Pull out each line from the listing below that contains the word "every".
+++ EXCERPTED DATA
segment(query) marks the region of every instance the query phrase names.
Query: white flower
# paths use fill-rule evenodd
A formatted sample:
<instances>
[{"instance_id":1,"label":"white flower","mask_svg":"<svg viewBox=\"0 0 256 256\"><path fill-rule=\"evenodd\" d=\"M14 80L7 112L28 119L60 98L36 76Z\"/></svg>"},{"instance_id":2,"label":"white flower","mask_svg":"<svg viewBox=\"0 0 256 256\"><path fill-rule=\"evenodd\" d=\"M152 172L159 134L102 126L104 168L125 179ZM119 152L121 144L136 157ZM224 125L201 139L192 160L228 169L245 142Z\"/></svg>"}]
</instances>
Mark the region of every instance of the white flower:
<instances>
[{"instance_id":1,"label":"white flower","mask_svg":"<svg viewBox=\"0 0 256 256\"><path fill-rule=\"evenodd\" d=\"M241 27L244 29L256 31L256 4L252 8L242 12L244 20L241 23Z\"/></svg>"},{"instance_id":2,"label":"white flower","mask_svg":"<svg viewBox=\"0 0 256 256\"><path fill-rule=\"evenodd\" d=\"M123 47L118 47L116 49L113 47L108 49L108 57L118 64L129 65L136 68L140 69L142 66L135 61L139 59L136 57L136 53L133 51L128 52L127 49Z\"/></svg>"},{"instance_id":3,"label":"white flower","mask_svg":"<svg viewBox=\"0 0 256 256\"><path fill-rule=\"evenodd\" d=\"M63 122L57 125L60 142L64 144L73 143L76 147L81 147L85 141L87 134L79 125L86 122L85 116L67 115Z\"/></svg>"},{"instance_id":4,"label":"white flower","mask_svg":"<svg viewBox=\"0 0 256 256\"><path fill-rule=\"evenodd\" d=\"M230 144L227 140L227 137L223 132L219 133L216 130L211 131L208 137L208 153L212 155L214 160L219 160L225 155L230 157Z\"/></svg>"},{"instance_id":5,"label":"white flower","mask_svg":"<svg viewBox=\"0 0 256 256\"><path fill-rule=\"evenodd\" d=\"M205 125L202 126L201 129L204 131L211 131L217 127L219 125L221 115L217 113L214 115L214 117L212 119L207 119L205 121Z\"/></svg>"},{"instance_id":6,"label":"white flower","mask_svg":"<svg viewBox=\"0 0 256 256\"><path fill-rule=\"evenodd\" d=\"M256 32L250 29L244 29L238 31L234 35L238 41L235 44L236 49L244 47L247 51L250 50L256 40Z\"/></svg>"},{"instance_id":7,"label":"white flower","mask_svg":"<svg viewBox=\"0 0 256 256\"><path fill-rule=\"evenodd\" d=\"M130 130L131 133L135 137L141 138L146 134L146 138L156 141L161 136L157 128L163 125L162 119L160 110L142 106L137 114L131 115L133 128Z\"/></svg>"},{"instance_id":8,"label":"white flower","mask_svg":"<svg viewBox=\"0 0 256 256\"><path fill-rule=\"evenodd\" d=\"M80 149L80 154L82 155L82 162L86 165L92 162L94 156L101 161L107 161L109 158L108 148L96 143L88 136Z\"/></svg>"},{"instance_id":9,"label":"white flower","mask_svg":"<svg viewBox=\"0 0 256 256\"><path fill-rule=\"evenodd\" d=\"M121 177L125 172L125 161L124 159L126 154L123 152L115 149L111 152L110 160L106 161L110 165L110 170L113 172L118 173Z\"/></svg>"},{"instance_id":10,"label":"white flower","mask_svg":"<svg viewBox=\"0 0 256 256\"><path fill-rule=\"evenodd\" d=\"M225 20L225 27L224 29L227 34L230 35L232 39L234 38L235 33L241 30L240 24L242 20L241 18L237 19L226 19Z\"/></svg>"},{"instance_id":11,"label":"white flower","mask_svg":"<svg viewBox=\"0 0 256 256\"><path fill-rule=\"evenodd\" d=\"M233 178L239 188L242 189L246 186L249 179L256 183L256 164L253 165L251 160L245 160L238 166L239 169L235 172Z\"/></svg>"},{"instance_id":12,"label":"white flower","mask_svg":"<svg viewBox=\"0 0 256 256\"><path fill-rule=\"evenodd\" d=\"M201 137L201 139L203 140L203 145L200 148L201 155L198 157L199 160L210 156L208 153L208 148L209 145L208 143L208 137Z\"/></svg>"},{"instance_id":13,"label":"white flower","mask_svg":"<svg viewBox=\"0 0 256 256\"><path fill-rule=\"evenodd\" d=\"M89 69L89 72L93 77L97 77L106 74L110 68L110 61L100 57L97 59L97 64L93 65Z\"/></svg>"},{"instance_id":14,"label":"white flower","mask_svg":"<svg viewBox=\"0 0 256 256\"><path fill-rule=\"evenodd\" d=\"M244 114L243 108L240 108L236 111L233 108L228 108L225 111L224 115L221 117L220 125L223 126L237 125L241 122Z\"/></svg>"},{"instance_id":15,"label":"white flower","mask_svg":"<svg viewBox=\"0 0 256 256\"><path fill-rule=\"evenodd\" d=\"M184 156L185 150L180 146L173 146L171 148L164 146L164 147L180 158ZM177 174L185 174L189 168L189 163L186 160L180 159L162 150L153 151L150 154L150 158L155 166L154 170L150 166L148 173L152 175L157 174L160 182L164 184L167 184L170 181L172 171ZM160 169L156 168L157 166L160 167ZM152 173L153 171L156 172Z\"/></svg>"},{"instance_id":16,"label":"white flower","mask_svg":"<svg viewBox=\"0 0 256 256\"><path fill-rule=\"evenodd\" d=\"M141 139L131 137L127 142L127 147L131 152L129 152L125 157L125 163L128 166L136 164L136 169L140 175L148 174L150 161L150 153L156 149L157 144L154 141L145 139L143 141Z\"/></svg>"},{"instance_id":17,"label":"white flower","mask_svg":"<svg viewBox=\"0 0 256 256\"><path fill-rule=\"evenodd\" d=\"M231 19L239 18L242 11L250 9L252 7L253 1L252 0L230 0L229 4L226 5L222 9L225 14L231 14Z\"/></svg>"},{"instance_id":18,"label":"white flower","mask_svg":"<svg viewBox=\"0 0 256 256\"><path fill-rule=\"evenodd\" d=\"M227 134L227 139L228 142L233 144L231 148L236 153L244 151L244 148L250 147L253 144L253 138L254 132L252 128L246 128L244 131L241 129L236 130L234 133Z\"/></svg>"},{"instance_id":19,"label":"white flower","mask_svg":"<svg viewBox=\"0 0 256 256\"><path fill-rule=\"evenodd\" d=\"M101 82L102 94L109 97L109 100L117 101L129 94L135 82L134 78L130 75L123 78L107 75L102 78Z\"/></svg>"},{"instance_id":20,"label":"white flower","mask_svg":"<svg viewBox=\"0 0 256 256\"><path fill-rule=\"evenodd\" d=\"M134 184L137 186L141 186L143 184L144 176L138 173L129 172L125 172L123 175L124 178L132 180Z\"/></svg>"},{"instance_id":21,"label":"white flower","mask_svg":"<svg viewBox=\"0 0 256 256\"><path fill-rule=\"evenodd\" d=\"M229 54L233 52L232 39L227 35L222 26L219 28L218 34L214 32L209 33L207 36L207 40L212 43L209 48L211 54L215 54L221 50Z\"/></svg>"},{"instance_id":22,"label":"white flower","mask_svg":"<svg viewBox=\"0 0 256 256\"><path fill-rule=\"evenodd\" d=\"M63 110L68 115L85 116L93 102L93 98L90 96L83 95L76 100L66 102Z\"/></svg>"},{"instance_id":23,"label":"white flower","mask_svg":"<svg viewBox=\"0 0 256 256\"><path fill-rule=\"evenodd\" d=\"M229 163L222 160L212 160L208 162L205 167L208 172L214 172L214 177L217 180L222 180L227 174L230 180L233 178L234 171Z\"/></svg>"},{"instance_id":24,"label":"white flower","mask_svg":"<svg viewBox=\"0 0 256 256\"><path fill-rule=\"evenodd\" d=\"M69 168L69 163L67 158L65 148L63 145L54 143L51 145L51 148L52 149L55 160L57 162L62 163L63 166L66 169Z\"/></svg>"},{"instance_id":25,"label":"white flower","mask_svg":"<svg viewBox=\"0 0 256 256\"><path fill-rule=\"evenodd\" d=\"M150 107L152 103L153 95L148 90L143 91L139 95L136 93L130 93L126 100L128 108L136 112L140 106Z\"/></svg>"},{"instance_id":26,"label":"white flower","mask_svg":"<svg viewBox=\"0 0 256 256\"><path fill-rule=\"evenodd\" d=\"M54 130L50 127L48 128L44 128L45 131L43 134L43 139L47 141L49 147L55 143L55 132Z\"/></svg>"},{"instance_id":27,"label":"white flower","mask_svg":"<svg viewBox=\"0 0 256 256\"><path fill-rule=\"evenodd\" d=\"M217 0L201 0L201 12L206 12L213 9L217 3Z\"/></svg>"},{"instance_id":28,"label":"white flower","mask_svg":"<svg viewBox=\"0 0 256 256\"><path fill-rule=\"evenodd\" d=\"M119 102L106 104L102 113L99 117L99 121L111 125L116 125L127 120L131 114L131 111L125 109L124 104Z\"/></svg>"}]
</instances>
++++++
### WORKED SOLUTION
segment(query) marks the region of every instance the query phrase names.
Mark the region of every instance of the white flower:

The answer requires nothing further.